● Text under study:
-- -- --
Did you know that Germans use more paper per capita than any other country?
When we arrived on a one-way ticket with 4 large suitcases and 4 backpacks, we rented a flat for the week while we set up the house rental. One of those -each system has it’s +/- is that tenants rights are quite strong and rentals of any size come completely unfurnished. You’re ‘lucky’ (or unlucky?) if the place comes with kitchen cabinets. Bare wires dropping from every ceiling and wall greeted us that first day.
So what did we buy when we showed up at the Media Markt with a wad of cash (cause Germany is into Bargeld and our bank cards took forever to show up)? A washer, dryer, refrigerator, and a printer to go with the wireless router.
(side note: I’m two years in trying to learn German. It’s not going super well, I’m somewhere around an A2.1 with terrible grammar and negligable conversational skills. Yet all of a sudden, certain nouns written in English look weird if they’re not capitalized. I am loathe to bring up a certain US president, but those tweets make me wonder what language keyboards he has installed on his iPhone.)
Back to the Printer. It’s been two years of filing paperwork. Lots and lots of paperwork.
“Pollution plunged his hands into another rack of expensive electronics”
— Good Omens: The Nice and Accurate Prophecies of Agnes Nutter, Witch
by Terry Pratchett and Neil Gaiman
The same copies of the same documents to various agencies, multiple times, to fix errors or because something changed. I managed without a computer for about two years, printing and editing anything I needed. Perfection!
-- -- --
● Listed entries:
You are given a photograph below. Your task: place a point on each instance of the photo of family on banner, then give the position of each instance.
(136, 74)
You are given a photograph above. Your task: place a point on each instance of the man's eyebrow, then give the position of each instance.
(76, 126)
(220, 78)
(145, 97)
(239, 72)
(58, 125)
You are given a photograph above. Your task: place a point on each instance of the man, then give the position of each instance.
-- -- --
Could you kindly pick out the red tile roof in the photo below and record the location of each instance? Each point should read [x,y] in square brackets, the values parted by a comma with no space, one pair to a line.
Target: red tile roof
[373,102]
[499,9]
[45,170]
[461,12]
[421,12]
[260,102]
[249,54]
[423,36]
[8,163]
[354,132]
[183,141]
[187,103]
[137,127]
-- -- --
● Work order A: In the post about settling in Germany, which items were bought at the Media Markt?
● Work order B: Extend the post about settling in Germany, starting after its last sentence.

● Task answer A: A washer, dryer, refrigerator, and a printer.

● Task answer B:
The Big Kiddo’s at-home-school homework uses the plethora of workbooks they go through in the 2nd grade. At the beginning of each school week, his teacher emails about 6-10 additional worksheets to print out. If you don’t have a printer, she offered to drop off the documents when she exchanges the workbooks as the kids finish them. My kid has done a decent job of working through the weekly checklist at his own pace, completing work sessions along side us in the home-office. This means there’s (thank goodness!!) not a lot of outside instruction needed. On the other hand, he absolutely refuses to do any of the items listed as ‘bonus’, and frankly, it’s shaking out a bit too lazily.
So what’s a parent to do with a kid who’s first language isn’t the one taught at school, and in two short years that kid will go on to the big-scary-intense-grading-future-defining land that is High School? Here’s the handful of slightly different print-out projects that my kiddo has willingly taken to:
- Ozobot Puzzles and coding. Farfar got him this mini robot for Christmas a few years ago. The iPad app is quite fun.
- Girls Who Code offers new projects every Monday. Several are with pen and paper.
- The wonderful artist Marlena Myles @mylesdesign has a link on her Instagram page for a guided history and coloring book of Dakhóta Plants and Landmaps of Mnísota. I found her via her recent work for alternatives to in-person artistic placemaking in Minnesota.
- ‘Kiva U‘ (from Kiva.org which has expanded eligibility for microfinance loans during the pandemic) has age specific activities to do at home.
This month, we’ve also reached outside the school’s Christian Religion playbook and learned a bit about Passover and Ramadan. A very full topic for another post! Prost!